Task instructions: Set down, word for word, the part of the hobbies thread below that runs from "## Lonelyguy (Nov" to "of the time.".

Quoted text:
## begin

# Hoppies: Do u have a hobby?



## straightarrows (Jun 18, 2010)

curiosity!!

it seems that most SASs have good hobbies,, not just watchingh TV like ,,,,:no


----------



## Neptunus (Oct 29, 2007)

Origami, beading, drawing, painting, accruing debt, and studying ancient history and theology.


----------



## andy1984 (Aug 18, 2006)

I don't have one at the moment.


----------



## crsohr (Dec 30, 2010)

Sleeping is the main one. It takes up a lot of my time!


----------



## GunnyHighway (Sep 28, 2010)

Computers, photography, cooking, woodworking, games and drumming (Although it's just in rock Band)


----------



## ValiantThor (Dec 6, 2010)

getting high alone then sleep all day


----------



## Charizard (Feb 16, 2011)

Outdoors and indoors.

I devour a lot of media- movies, tv shows, books, and video games. I also spend a lot of time on the internet. With all of that, it's really important to get some fresh air so I like to go for walks daily, I also like to camp and garden a bit in the summer.


----------



## StevenGlansberg (Apr 1, 2009)

Magnets.


----------



## successful (Mar 21, 2009)

Working out, listening to music, video games, movies, smoking weed, smoking weed, & smoking weed.


----------



## Lonelyguy (Nov 8, 2003)

Not really anymore, I lost interest in all of the hobbies I used to enjoy.


----------



## MojoCrunch (Mar 25, 2011)

lol, hoppies.

Writing (especially on typewriters). Reading lots of books. Music. Checking out different typewriters. Walking around in wooded areas. Animal science (especially nutrition and reproduction aspects). That's it for now. I am, however, starting to have this odd fascination with guns. But anyway, if it weren't for my hobbies I wouldn't feel like living anymore. My hobbies feel better than human interaction most of the time.


----------



## Stormclouds (Mar 8, 2011)

Not really. Unless you count reading, or playing trivia games to be hobbies.


----------



## AussiePea (Mar 27, 2007)

Photography!


----------



## melissa75 (Feb 16, 2010)

Hoppies...such a cute word. I love seeing this thread just for that word...makes me smile.

My hobbies are cooking, photography, reading, and I would love to get into painting. I have time for none of them at the moment, unfortunately.


----------



## heroin (Dec 10, 2010)

I'm not a hoppy, but I'll answer anyway.

Music (I like practicing on my guitar), exercise, computer stuff (writing programmes and all, it's a chore when I have to do it at my job but personal projects are fun!)


----------



## Haydsmom2007 (Oct 16, 2009)

uhmmm no. I don't have time for a hobby lol. In my spare time (on the rare occasions that I have it not late at night like right now) I spend time with my kiddo, and if he's asleep I'll usually watch a movie.


----------



## PickleNose (Jul 11, 2009)

straightarrows said:


> curiosity!!

## end

Dataset extract:
## begin

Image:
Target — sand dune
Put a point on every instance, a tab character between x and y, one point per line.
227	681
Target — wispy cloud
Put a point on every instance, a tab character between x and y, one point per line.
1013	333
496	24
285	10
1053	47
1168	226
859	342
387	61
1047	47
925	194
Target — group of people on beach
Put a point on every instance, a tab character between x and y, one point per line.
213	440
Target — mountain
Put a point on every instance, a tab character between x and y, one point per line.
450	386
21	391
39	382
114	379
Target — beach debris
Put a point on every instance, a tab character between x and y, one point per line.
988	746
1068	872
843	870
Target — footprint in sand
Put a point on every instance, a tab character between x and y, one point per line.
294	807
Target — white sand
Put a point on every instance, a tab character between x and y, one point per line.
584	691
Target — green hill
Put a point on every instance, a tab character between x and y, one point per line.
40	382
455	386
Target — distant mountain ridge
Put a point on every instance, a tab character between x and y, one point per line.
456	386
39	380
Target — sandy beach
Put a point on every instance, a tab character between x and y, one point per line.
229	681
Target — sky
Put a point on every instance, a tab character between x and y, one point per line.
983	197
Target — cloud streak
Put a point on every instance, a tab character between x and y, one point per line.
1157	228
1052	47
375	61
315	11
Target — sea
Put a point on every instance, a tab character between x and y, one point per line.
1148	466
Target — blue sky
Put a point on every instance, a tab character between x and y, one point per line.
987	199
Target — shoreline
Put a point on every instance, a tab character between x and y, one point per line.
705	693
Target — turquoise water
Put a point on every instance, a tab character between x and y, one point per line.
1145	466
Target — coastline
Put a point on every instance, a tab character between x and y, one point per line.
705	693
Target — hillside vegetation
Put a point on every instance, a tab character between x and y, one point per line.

## end

Expected answer:
## Lonelyguy (Nov 8, 2003)

Not really anymore, I lost interest in all of the hobbies I used to enjoy.


----------



## MojoCrunch (Mar 25, 2011)

lol, hoppies.

Writing (especially on typewriters). Reading lots of books. Music. Checking out different typewriters. Walking around in wooded areas. Animal science (especially nutrition and reproduction aspects). That's it for now. I am, however, starting to have this odd fascination with guns. But anyway, if it weren't for my hobbies I wouldn't feel like living anymore. My hobbies feel better than human interaction most of the time.